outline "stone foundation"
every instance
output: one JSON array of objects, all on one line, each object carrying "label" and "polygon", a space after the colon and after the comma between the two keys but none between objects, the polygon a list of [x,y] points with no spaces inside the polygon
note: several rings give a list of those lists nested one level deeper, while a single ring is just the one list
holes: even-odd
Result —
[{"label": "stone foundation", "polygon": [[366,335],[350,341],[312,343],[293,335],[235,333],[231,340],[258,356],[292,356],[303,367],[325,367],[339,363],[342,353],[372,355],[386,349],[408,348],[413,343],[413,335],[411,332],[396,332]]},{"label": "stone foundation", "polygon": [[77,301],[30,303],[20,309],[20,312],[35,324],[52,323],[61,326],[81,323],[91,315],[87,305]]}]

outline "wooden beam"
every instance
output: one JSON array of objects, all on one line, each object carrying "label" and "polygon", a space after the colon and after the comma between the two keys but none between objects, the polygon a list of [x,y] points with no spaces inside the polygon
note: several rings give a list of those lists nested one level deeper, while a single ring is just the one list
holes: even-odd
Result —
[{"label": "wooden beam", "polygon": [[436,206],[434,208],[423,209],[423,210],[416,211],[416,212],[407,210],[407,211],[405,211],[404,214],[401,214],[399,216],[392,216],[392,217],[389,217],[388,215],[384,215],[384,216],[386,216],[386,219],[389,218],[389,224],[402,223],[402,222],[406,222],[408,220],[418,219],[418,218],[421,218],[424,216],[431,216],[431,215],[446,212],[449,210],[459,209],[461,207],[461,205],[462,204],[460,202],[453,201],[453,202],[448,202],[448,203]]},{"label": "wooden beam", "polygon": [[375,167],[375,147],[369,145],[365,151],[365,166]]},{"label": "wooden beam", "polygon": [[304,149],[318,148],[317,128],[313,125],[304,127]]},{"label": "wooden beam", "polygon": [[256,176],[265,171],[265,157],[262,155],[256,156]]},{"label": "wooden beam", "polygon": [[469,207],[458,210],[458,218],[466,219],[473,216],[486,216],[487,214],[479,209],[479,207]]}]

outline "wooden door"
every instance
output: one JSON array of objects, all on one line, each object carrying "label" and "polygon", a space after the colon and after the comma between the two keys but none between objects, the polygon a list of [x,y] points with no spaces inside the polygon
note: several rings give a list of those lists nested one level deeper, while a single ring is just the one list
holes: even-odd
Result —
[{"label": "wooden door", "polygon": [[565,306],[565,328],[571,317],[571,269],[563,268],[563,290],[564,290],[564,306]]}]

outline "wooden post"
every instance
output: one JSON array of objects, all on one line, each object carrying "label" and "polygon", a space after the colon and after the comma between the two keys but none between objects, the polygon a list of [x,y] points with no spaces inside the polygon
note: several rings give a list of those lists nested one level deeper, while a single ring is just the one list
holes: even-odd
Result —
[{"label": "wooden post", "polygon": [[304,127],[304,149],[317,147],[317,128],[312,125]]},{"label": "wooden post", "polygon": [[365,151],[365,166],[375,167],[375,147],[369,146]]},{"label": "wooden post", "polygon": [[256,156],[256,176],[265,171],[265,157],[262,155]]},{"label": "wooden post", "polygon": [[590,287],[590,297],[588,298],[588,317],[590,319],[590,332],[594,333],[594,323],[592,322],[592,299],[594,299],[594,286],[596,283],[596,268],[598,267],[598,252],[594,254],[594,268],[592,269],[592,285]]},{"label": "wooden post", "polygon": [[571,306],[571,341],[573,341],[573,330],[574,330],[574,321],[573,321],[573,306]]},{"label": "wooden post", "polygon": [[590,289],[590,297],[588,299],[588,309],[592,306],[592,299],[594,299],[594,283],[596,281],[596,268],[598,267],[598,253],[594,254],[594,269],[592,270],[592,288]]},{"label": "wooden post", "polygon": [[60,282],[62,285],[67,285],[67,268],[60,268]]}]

> _Work order_:
Could you transcribe each entry exactly as it stands?

> _Exercise solution_:
outline "stone foundation"
every instance
output: one JSON array of objects, all on one line, each object carrying "label" and "polygon", a space after the colon and after the comma between the two keys but none between objects, the polygon a list of [x,y] points with no spaces inside the polygon
note: several rings give a list of those lists nested one level deeper, while a single ring is just the one list
holes: even-odd
Result —
[{"label": "stone foundation", "polygon": [[366,335],[350,341],[312,343],[293,335],[235,333],[231,340],[258,356],[292,356],[303,367],[325,367],[339,363],[342,353],[372,355],[386,349],[408,348],[413,343],[413,335],[411,332],[396,332]]},{"label": "stone foundation", "polygon": [[77,301],[30,303],[20,309],[20,312],[35,324],[52,323],[61,326],[81,323],[91,315],[87,305]]}]

outline "wooden beam"
every instance
output: one JSON array of objects, all on one line, each object carrying "label" and "polygon", a space after the colon and after the comma between the two keys but none between objects, the polygon a list of [x,y] points with no spaces inside the polygon
note: several rings give a list of those lists nested one level deeper, while a single ring is just the one list
holes: even-odd
Result —
[{"label": "wooden beam", "polygon": [[436,206],[434,208],[423,209],[423,210],[416,211],[416,212],[407,210],[407,211],[405,211],[404,214],[401,214],[399,216],[392,216],[392,217],[389,217],[388,215],[384,215],[384,216],[386,216],[386,219],[389,218],[389,224],[402,223],[402,222],[406,222],[408,220],[418,219],[418,218],[421,218],[424,216],[431,216],[431,215],[446,212],[449,210],[459,209],[461,207],[461,205],[462,204],[460,202],[453,201],[453,202],[448,202],[448,203]]},{"label": "wooden beam", "polygon": [[375,167],[375,147],[369,145],[365,151],[365,166]]},{"label": "wooden beam", "polygon": [[304,149],[318,148],[317,128],[313,125],[304,127]]},{"label": "wooden beam", "polygon": [[256,176],[265,171],[265,157],[262,155],[256,156]]},{"label": "wooden beam", "polygon": [[469,207],[458,210],[458,218],[466,219],[473,216],[486,216],[487,214],[479,209],[479,207]]}]

outline "wooden door"
every instance
output: one JSON array of objects, all on one line, each object carrying "label" and "polygon", a space after the colon and after the comma between the two keys but none between objects, the polygon a list of [x,y] points with no spaces inside the polygon
note: several rings give a list of those lists nested one level deeper, while a single ring is just the one list
holes: even-odd
Result —
[{"label": "wooden door", "polygon": [[565,306],[565,328],[571,317],[571,269],[563,268],[563,290],[564,290],[564,306]]}]

outline "wooden post"
every instance
output: one JSON array of objects, all on one line, each object carrying "label" and "polygon", a space after the colon and after the comma between the two keys but none between objects, the polygon a list of [x,y] points with no spaces inside the polygon
note: several rings give a list of those lists nested one level deeper, while a single ring is just the one list
holes: even-odd
Result —
[{"label": "wooden post", "polygon": [[304,127],[304,149],[317,147],[317,128],[312,125]]},{"label": "wooden post", "polygon": [[365,151],[365,166],[375,167],[375,147],[369,146]]},{"label": "wooden post", "polygon": [[256,156],[256,176],[265,171],[265,157],[262,155]]},{"label": "wooden post", "polygon": [[590,287],[590,297],[588,298],[588,317],[590,319],[590,332],[594,333],[594,323],[592,322],[592,299],[594,299],[594,286],[596,283],[596,268],[598,267],[598,252],[594,254],[594,268],[592,269],[592,285]]},{"label": "wooden post", "polygon": [[571,306],[571,341],[573,341],[573,330],[574,330],[574,321],[573,321],[573,306]]},{"label": "wooden post", "polygon": [[590,289],[590,297],[588,299],[588,309],[592,306],[592,299],[594,299],[594,283],[596,281],[596,268],[598,267],[598,253],[594,254],[594,269],[592,270],[592,288]]},{"label": "wooden post", "polygon": [[60,282],[62,285],[67,285],[67,268],[60,268]]}]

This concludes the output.